> WRITTEN INSTRUCTION 1
In the Civil War era dress post, where was the bridal petticoat purchased?
> WRITTEN INSTRUCTION 2
Which stores or sellers does the Civil War era dress post name as places where items were bought? List every one.
> WRITTEN INSTRUCTION 3
Continue the post about the Civil War era dress from where it stops.

[PASSAGE start]

6 yards printed cotton – $17.82, Walmart
2 yards burgundy cotton – $5.94, Walmart
4 yards tassel trim – $15.96, Hobby Lobby
1/2 yard net lace – $2, Hobby Lobby
Cotton sheet for flat lining – $1, Thrift Town
Hooks and bars – $1.69, Hobby Lobby
Brown poly-cotton thread – $1.98, Walmart

Total: $46.39


Bonnet – $19.57
Bridal Petticoat – $7, Goodwill
Flat, brown leather ankle boots – $29, eBay (Talbots brand)
Collar brooch – Personal collection

Total: $102.50
(a bit spendier than I would have liked, but still cheaper than purchasing one pre-made!)

Aside from the still-too-small petticoat circumference, I’d say my foray into the 1850s was a success!

I think the biggest reason the outfit came together so well stems from the way I approached the project. Sure, I wanted to be a bit ornery and prove you could make something passable out of the barest of materials, but I mostly made this dress for myself, approaching the project as though I was making clothes, not a “costume.” I chose fabric, colors, and trims that I thought looked best on me, not just because they were historically appropriate or pretty on their own and I made sure that I could generally exist in it comfortably without feeling suffocated or weird. A lot of costumes I’ve worn in the past have always felt costumey, so they projected as costumey, too. While taking on a different persona can be fun, if you are historically costuming in general, you are still you, even if you are an accountant in Alabama portraying a fisherman’s wife in 17th century Spain. Naturally, you would wear what “they” would have worn, but you are also the one wearing it, so wear what you would wear, too!


Many thanks to Becky for allowing me to roam all over the back 40 and helping me take photos!

For construction details and the story behind this dress, check out Part 1.


More dresses in my Simplicity 3723 series:

18th Century “Lady’s Maid” Dress

1880s Green Bustle Dress (aka the Lizzie Bordon Dress)

1840s Jane Eyre/ Mrs. Bates Dress

27 thoughts on “One Pattern to Rule Them All: A Civil War Era Dress Made from Simplicity 3723 (Part 2)

  1. Charming! And it suits you very well. The cockade on your bonnet remind me of sunflowers. You could have stepped out of an 1850’s photograph!

[PASSAGE end]
[PROVIDED DATA start]

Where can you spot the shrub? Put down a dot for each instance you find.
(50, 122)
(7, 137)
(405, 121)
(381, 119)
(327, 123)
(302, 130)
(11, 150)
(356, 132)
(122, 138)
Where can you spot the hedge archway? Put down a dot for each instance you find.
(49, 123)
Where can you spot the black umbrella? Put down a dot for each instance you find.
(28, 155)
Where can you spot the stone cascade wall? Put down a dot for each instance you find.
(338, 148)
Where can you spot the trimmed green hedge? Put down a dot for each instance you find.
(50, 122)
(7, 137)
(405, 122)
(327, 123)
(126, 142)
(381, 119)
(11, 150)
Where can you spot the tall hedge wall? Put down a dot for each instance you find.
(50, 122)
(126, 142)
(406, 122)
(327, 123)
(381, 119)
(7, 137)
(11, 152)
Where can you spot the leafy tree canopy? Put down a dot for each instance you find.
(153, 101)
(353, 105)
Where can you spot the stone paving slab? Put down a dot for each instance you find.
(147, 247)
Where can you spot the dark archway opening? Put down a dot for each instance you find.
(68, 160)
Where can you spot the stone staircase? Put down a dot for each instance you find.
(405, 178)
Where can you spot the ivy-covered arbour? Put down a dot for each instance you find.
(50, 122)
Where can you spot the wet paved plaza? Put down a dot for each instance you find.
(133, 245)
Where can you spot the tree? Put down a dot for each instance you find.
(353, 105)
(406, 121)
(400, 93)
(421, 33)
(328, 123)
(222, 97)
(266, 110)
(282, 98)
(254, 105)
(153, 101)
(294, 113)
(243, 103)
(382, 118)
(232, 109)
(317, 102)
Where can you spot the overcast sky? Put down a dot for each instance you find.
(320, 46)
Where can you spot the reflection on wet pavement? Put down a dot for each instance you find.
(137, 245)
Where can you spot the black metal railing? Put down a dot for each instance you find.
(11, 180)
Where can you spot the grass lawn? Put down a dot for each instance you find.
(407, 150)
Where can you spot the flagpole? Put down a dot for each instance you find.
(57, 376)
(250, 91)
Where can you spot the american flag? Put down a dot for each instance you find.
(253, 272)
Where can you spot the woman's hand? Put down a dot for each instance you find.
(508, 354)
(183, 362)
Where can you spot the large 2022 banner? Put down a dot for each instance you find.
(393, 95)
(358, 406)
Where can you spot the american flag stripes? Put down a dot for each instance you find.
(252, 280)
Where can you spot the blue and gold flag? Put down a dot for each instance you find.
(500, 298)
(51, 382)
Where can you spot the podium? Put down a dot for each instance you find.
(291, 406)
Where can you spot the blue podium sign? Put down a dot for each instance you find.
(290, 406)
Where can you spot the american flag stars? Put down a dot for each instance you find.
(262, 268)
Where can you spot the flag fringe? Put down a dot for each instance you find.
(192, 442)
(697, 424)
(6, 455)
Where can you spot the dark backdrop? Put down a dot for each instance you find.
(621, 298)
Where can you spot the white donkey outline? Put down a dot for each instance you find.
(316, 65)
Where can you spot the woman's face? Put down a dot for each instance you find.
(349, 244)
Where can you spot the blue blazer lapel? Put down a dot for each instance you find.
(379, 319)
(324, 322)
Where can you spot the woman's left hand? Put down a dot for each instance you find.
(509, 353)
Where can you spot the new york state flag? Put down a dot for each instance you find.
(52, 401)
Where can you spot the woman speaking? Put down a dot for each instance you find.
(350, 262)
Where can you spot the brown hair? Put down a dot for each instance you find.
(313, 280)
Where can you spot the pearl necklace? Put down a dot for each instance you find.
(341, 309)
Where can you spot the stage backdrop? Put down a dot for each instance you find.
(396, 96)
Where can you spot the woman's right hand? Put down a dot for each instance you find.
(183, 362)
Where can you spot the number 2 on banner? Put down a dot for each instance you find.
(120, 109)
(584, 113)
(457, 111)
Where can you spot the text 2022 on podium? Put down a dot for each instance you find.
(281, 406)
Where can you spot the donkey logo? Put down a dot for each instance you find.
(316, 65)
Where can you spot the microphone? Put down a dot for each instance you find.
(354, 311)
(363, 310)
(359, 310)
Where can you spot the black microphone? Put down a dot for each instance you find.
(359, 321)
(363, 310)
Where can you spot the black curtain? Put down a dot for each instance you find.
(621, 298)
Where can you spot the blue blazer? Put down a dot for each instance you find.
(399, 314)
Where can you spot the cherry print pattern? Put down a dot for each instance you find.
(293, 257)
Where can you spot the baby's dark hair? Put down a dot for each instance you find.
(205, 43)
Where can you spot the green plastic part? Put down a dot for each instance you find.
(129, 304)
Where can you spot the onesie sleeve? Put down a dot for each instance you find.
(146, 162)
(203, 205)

[PROVIDED DATA end]

> REPLY 1
Goodwill

> REPLY 2
Walmart, Hobby Lobby, Thrift Town, Goodwill, eBay

> REPLY 3
    I have always appreciated your “pragmatic” approach. I, too, have been accosted by the “authenticity” police. Sometimes you want to go to the time, trouble and expense to be proveably authentic, but sometimes you just want to wear something that didn’t break the bank, blind you with minute details of hand sewing, and take the rest of your natural life to research and sew. Kudos to you!

    1. You are totally right! They DO look like sunflowers. I hadn’t noticed until just now.
      Getting accosted is never fun, but even if my outfit isn’t up to par (usually due to my work-in-progress sewing skills), my research is pretty close. A lot of historical fashion police incidents stem from folks’ inherent need to showcase their knowledge on the subject. I’ve learned the best way to handle negative remarks (if I can’t ignore the person) is to segue the conversation into a discussion of fashion in general, rather than my own. Then it can be fun! The worst that can happen then is they insult my sewing skills, which, honestly, are not that great. But by that time, it becomes apparent that they’re just grumpy, and I graciously make my exit.

  2. Awww, just beautiful! I too thought the Walmart fabric kind of plug ugly, but I am won over–it looks like it lept off one of those sampler pages! Great color combo for you. Many kudos for showing us how to re-tailor the simplicity pattern (the very one our little theater company used to sew the dresses for Little Women back when I was 15). Wish we’d had your expert advice back then!!!
    Many thanks for the inspiration,
    Nancy N

    1. This particular Wally World print is a bit like the Limburger cheese of the fabric world. However, I had to bite! :)
      I wish I had been sassy enough to try these pattern experiments back when I did theater, too. Maybe I’ll get another chance someday.

  3. You know, the other Docents…. the more experienced ones who get all their patterns from laughing moon and tell me I must only wear 100 percent cotton and hand stich outer seams… they make me feel bad at every event with my hand me down remade frocks, thrifty substitutes and drawers made from nurses scrubs. But you, you make me feel like I’m doing it right, well and perfect for me. You are an inspiration!

    1. LOL! I’ve been there many times. Being authentic is hard work, but it does pay off in the end. I’m just a bit too under-skilled, under-funded, and impatient to bring that level of dedication, though. So I do the best with what I have, and so far, it’s worked out fabulously! Also: Nurses scrubs as drawers? OMG! Brilliant! I never thought of that!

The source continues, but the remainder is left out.